» EXERCISE DIRECTIONS:
Copy all the lines below without altering anything.

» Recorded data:
<<<<

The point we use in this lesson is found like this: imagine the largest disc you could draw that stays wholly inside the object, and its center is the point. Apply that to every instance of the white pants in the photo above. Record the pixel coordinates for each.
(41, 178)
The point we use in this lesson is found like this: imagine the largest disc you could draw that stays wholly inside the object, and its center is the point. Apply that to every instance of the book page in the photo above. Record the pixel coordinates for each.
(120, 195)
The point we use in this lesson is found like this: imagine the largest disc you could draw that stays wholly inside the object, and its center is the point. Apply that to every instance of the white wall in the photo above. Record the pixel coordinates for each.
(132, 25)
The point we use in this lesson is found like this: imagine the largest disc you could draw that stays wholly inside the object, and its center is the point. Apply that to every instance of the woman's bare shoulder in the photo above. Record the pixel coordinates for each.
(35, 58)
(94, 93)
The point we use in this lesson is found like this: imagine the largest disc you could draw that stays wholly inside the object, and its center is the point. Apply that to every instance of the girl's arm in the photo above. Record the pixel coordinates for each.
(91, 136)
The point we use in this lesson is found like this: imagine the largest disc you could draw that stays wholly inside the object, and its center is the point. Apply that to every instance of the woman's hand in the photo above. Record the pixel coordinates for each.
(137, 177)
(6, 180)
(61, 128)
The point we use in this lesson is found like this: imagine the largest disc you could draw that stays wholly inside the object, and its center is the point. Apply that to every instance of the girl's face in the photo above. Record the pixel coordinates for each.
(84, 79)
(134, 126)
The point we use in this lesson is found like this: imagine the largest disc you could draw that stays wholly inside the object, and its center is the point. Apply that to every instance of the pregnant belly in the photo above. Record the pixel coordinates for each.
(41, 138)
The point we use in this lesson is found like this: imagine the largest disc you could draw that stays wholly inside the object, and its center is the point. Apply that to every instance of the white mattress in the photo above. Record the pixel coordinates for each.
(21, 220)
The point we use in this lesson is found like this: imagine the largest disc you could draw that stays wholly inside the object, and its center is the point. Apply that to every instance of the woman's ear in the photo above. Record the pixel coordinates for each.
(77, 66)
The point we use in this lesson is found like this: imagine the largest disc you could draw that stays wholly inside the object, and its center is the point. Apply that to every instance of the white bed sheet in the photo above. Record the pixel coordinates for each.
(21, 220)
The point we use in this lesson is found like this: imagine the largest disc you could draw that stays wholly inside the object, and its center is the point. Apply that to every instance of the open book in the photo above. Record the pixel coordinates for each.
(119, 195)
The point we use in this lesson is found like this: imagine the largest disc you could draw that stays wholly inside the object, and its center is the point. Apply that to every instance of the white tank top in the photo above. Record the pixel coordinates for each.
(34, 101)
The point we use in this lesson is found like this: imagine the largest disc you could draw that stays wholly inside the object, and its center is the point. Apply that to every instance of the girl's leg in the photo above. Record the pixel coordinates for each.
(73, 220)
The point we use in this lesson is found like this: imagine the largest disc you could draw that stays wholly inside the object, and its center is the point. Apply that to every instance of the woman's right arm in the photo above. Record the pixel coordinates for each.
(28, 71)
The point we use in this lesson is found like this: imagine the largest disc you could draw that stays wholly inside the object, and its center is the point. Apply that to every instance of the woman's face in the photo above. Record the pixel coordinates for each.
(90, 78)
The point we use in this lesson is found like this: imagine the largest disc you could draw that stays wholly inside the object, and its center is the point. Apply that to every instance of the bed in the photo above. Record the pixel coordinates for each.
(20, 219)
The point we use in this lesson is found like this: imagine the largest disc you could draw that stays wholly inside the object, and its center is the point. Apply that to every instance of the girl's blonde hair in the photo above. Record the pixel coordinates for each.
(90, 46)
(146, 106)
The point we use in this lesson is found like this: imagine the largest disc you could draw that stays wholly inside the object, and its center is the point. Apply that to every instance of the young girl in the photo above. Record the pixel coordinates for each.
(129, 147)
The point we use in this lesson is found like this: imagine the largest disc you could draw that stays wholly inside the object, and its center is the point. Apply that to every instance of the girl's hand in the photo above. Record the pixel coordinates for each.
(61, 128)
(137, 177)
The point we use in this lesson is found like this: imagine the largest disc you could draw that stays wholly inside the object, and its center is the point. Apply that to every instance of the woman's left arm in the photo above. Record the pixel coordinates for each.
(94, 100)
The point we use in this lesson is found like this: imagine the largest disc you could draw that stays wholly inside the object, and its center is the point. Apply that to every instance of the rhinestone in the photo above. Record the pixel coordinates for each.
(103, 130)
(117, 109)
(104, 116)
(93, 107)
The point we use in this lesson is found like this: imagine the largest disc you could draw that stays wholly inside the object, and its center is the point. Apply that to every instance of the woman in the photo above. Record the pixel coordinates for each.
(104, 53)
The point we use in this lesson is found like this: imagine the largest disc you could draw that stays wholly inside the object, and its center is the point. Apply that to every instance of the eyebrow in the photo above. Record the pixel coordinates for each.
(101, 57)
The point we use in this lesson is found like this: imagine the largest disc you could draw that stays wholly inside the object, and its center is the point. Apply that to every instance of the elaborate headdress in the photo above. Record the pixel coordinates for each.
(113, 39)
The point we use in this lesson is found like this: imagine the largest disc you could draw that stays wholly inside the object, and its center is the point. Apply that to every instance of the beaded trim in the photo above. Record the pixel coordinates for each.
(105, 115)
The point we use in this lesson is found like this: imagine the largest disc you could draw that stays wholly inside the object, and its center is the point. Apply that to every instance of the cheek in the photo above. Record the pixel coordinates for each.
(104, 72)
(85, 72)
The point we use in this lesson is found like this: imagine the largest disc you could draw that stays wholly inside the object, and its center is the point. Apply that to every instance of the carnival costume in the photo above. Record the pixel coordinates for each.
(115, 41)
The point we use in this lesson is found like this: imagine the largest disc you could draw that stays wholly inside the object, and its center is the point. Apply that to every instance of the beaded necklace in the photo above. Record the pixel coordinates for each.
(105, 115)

>>>>

» OUTPUT FOR THIS EXERCISE:
The point we use in this lesson is found like this: imagine the largest disc you could draw that stays wholly inside the object, and its center is the point. Apply that to every instance of the white pants in the photo above. Record the pixel coordinates for each.
(41, 178)
The point we use in this lesson is found like this: imagine the largest disc you could draw that stays wholly inside the object, and its center is the point. Apply that to every instance of the book page in the photo above. Record the pixel coordinates for each.
(120, 195)
The point we use in this lesson is found like this: imagine the largest disc you could draw that stays wholly inside the object, and its center is the point. Apply that to every instance of the white wall in the photo above. Record the pixel coordinates for each.
(132, 25)
The point we use in this lesson is found like this: imagine the largest disc you could draw that stays wholly inside the object, and its center is the point. Apply that to every instance of the woman's bare shoulder in the photo above. Record the pixel coordinates for each.
(35, 58)
(94, 93)
The point we use in this lesson is found like this: imagine the largest disc you could draw that stays wholly inside the object, and its center is the point. Apply that to every instance of the girl's arm in the photo above. Record the pixel coordinates for each.
(91, 136)
The point we use in this lesson is found like this: imagine the largest disc you could draw that stays wholly inside the object, and its center is the point. Apply that to every instance of the woman's hand in the photo above. Record the pixel coordinates for each.
(137, 177)
(6, 180)
(61, 128)
The point we use in this lesson is found like this: imagine the largest disc you could draw that stays wholly inside the object, and its center is the point. Apply that to every instance of the girl's face in the photo above. Record the pixel coordinates for each.
(84, 79)
(134, 126)
The point we use in this lesson is found like this: imagine the largest disc you could draw that stays wholly inside the object, and its center is the point. Apply that to every instance of the pregnant belly in the photo above. Record the pixel coordinates for each.
(41, 138)
The point we use in this lesson is found like this: imagine the largest disc you could draw that stays wholly inside the object, and its center is the point. Apply that to every instance of the white mattress in the photo above. Record the pixel coordinates for each.
(21, 220)
The point we use in this lesson is found like this: imagine the largest disc you could draw that stays wholly inside the object, and its center is the point. Apply that to every instance of the woman's ear in the photo above. Record the pixel coordinates for each.
(77, 66)
The point we use in this lesson is found like this: imagine the largest disc you could draw that stays wholly inside the object, and its center is the point. Apply that to every instance of the white bed sheet in the photo above. Record the pixel coordinates for each.
(21, 220)
The point we use in this lesson is found like this: imagine the largest disc you could draw that stays wholly inside the object, and its center is the point. Apply that to every instance of the open book in the photo above. Record the pixel coordinates for each.
(119, 195)
The point we use in this lesson is found like this: imagine the largest disc you could draw that stays wholly inside the object, and its center is the point. Apply that to every instance of the white tank top in the photo above. Record the pixel coordinates for each.
(34, 101)
The point we use in this lesson is found like this: imagine the largest disc you could draw that stays wholly inside the object, and its center is the point. Apply that to every instance of the girl's leg in the photo above. Record the pixel coordinates for each.
(73, 220)
The point we use in this lesson is found like this: imagine the largest disc you could draw that stays wholly inside the object, and its center is the point. Apply that to every instance of the woman's right arm in the photo above. Record the pixel coordinates for each.
(28, 71)
The point we use in this lesson is found like this: imagine the largest disc you could draw that stays wholly inside the object, and its center is the point. Apply that to every instance of the woman's face in the photo above. Record the pixel coordinates for each.
(90, 78)
The point we use in this lesson is found like this: imagine the largest disc you could draw that stays wholly inside the object, and its center is the point. Apply that to every instance of the bed in the photo above. Record the pixel coordinates for each.
(20, 219)
The point we use in this lesson is found like this: imagine the largest disc you could draw that stays wholly inside the object, and its center is the point. Apply that to every instance of the girl's blonde hair in the photo above. Record the pixel coordinates for each.
(90, 46)
(146, 106)
The point we use in this lesson is found like this: imagine the largest disc you could draw that stays wholly inside the object, and its center is the point. Apply that to every instance of the young girl in the photo above. Record the pixel coordinates for each.
(129, 147)
The point we use in this lesson is found like this: imagine the largest disc you could draw that stays wholly inside the object, and its center is the point. Apply that to every instance of the girl's hand in the photo above. Record the pixel coordinates for each.
(61, 128)
(137, 177)
The point we use in this lesson is found like this: imagine the largest disc you could draw that stays wholly inside the object, and its center is the point. Apply that to every instance of the woman's left arm in the photo above. Record the pixel coordinates for each.
(94, 100)
The point we use in this lesson is found like this: imagine the largest disc you could draw that stays wholly inside the object, and its center is the point. Apply that to every instance of the rhinestone in the photo above. Record the pixel coordinates for each.
(103, 130)
(117, 109)
(104, 116)
(93, 107)
The point we use in this lesson is found like this: imagine the largest disc you could draw that stays wholly inside the object, and its center is the point. Apply that to every instance of the woman in the photo above. Record the pixel coordinates for each.
(104, 53)
The point we use in this lesson is found like this: imagine the largest disc you could draw that stays wholly inside the object, and its center is the point. Apply that to every instance of the eyebrow in the photo above. Record the pixel coordinates for each.
(101, 57)
The point we use in this lesson is found like this: imagine the largest disc you could draw that stays wholly inside the object, and its center is the point. Apply that to every instance of the elaborate headdress in the photo above. Record the pixel coordinates for each.
(113, 39)
The point we use in this lesson is found like this: imagine the largest disc you could draw that stays wholly inside the object, and its center is the point. Apply that to every instance of the beaded trim in the photo above. Record the pixel coordinates for each.
(105, 115)
The point we use in this lesson is found like this: imagine the largest disc you could draw that stays wholly inside the object, and its center is the point. Apply that to every instance of the cheek in the photo above. Record the pixel coordinates for each.
(104, 72)
(85, 72)
The point we use in this lesson is found like this: imagine the largest disc you could draw that stays wholly inside the object, and its center is the point. Apply that to every instance of the carnival costume in the photo above. Record the pixel coordinates for each.
(115, 41)
The point we use in this lesson is found like this: imagine the largest disc you could draw that stays wholly inside the object, and its center is the point. Apply that to every instance of the beaded necklace in the photo above. Record the pixel coordinates for each.
(105, 115)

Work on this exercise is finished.